-- Begin READING PASSAGE --
Re: [PR] Evaluate assert/discriminator expressions after groupContent: WIP [daffodil]

via GitHub Wed, 08 Jan 2025 11:10:48 -0800


mbeckerle commented on code in PR #987:
URL: https://github.com/apache/daffodil/pull/987#discussion_r1907644147



##########
daffodil-core/src/main/scala/org/apache/daffodil/core/grammar/HasStatementsGrammarMixin.scala:
##########
@@ -23,11 +23,11 @@ trait HasStatementsGrammarMixin extends GrammarMixin { 
self: Term =>
 
   // Includes setVariable as well as assert/discriminator statements that

Review Comment:
   Not sure this comment is correct any more. expressionStatements doesn't 
include any setVariables per code above. 
   
   Perhaps we should call this asssertDiscrimExpressionStatements ? 



##########
daffodil-core/src/main/scala/org/apache/daffodil/core/dsom/DFDLStatementMixin.scala:
##########
@@ -216,8 +216,8 @@ trait ProvidesDFDLStatementMixin extends ThrowsSDE with 
HasTermCheck {
 
   final lazy val patternStatements: Seq[DFDLStatement] = patternAsserts ++ 
patternDiscrims

Review Comment:
   I think we should put pattern discrims before the pattern asserts. But I am 
raising this ambiguity with the DFDL Workgroup on next call. 



##########
daffodil-runtime1/src/main/scala/org/apache/daffodil/runtime1/processors/parsers/PState.scala:
##########
@@ -588,6 +588,24 @@ final class PState private (
     }
   }
 
+  /**
+   * This function is used for cases where a parse must be performed after 
there
+   * has already been a failed parse of an enclosing element/sequence. Most
+   * common example of this would be a choice branch containing a sequence with
+   * an annotated assert expression. According to 9.5.2 of the DFDL spec this

Review Comment:
   This kind of mandatory evaluation applies only to discriminators, not 
"ordinary assert" assertions. 
   
   The last sentence of this comment "assert may be used as a discriminator"... 
I think we should rephrase and just use the term "discriminator" and avoid the 
blurring of assertions being a class which includes discrminators.



##########
daffodil-test/src/test/resources/org/apache/daffodil/section07/discriminators/discriminator.tdml:
##########
@@ -765,13 +814,66 @@
 
   <tdml:parserTestCase name="discrimExpression_04"
     root="e3" model="discrimExpression"
-    description="Property Name: test - DFDL-7-076R">
+    description="Verify that a discriminator will prevent backtracking
+      regardless of whether the sequence content parses succesfully">
     <tdml:document><![CDATA[abc]]></tdml:document>
+    <tdml:errors>
+      <tdml:error>Parse Error</tdml:error>
+      <tdml:error>Failed to populate ex:ints</tdml:error>
+      <tdml:error>Unable to parse xs:int from text: a</tdml:error>
+    </tdml:errors>
+  </tdml:parserTestCase>
+
+  <tdml:parserTestCase name="discrimExpression_05"
+    root="e4" model="discrimExpression"
-- End READING PASSAGE --
> [WHAT IS ASKED]:
(a) In the Daffodil pull request review, which group does the reviewer plan to raise the ordering ambiguity with?
(b) For each statement, say yes or no depending on whether it agrees with the Daffodil pull request review, and quote the words that decide it. (i) The reviewer says mandatory evaluation applies to ordinary assert assertions as well as to discriminators. (ii) The reviewer thinks pattern discrims should be placed before pattern asserts. (iii) The reviewer says expressionStatements includes setVariables.
(c) Carry the Daffodil pull request review on from its final line.
-- Begin ROWS --
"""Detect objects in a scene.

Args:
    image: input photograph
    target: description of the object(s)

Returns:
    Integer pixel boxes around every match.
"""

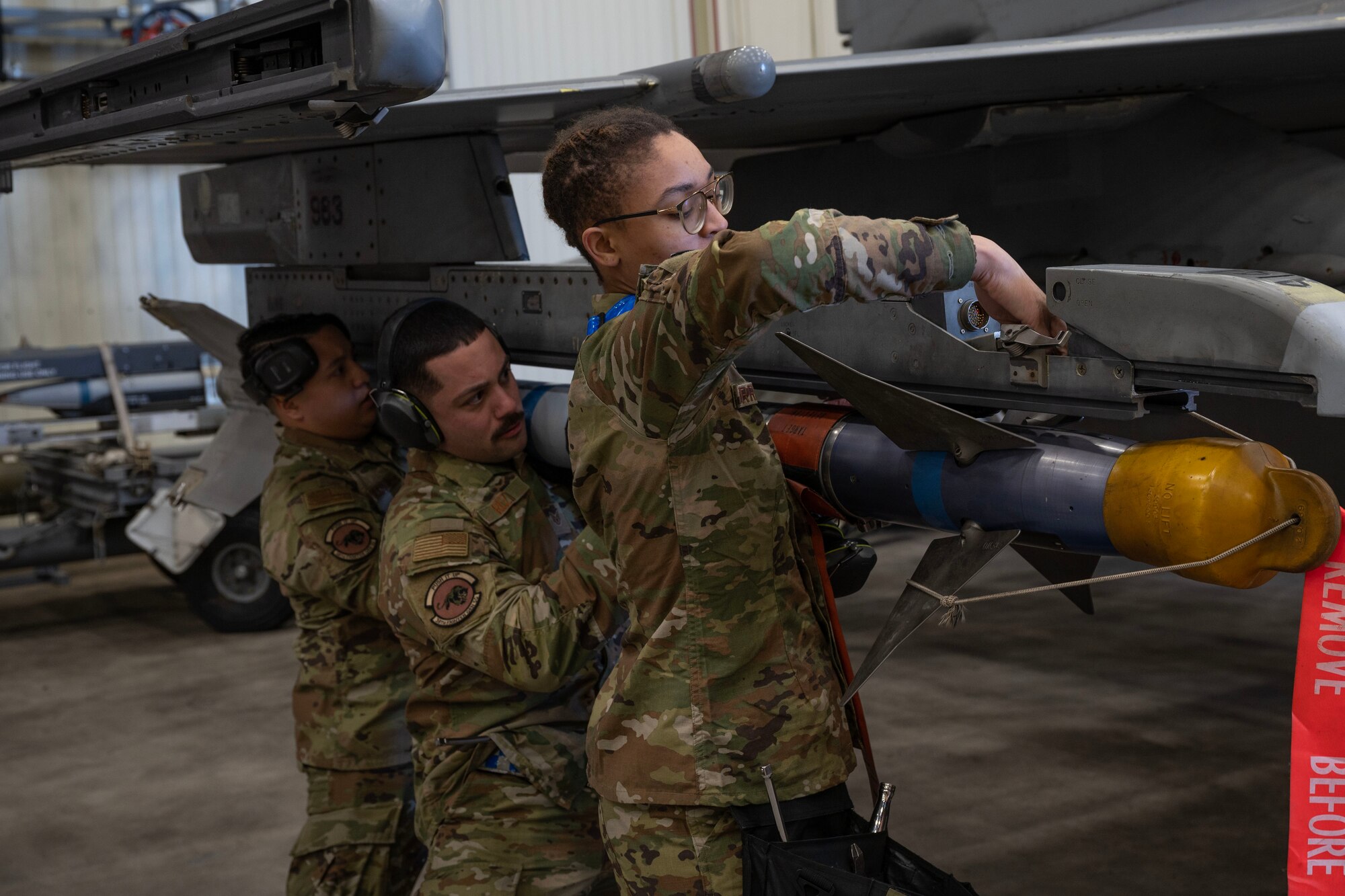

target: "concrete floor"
-- End ROWS --
> [TASK-BY-TASK ANSWERS]:
(a) The DFDL Workgroup, on its next call.

(b)
(i) No: "applies only to discriminators"
(ii) Yes: "I think we should put pattern discrims before the pattern asserts."
(iii) No: "expressionStatements doesn't include any setVariables per code above."

(c)
+    description="Verify that a failed discriminator will be handled correctly
+    when the body of the sequence parses successfully">
+    <tdml:document><![CDATA[123]]></tdml:document>
     <tdml:infoset>
       <tdml:dfdlInfoset>
-        <e3>
+        <e4>
+          <string>123</string>
+        </e4>
+      </tdml:dfdlInfoset>
+    </tdml:infoset>
+  </tdml:parserTestCase>
+
+  <tdml:parserTestCase name="discrimExpression_06"
+    root="e4" model="discrimExpression"
+    description="Verify correct behavior when the body of a sequence fails and
+    the discriminator fails">
+    <tdml:document><![CDATA[abc]]></tdml:document>
+    <tdml:infoset>
+      <tdml:dfdlInfoset>
+        <e4>
           <string>abc</string>
-        </e3>
+        </e4>
+      </tdml:dfdlInfoset>
+    </tdml:infoset>
+  </tdml:parserTestCase>
+
+  <tdml:parserTestCase name="discrimExpression_07"
+    root="e5" model="discrimExpression"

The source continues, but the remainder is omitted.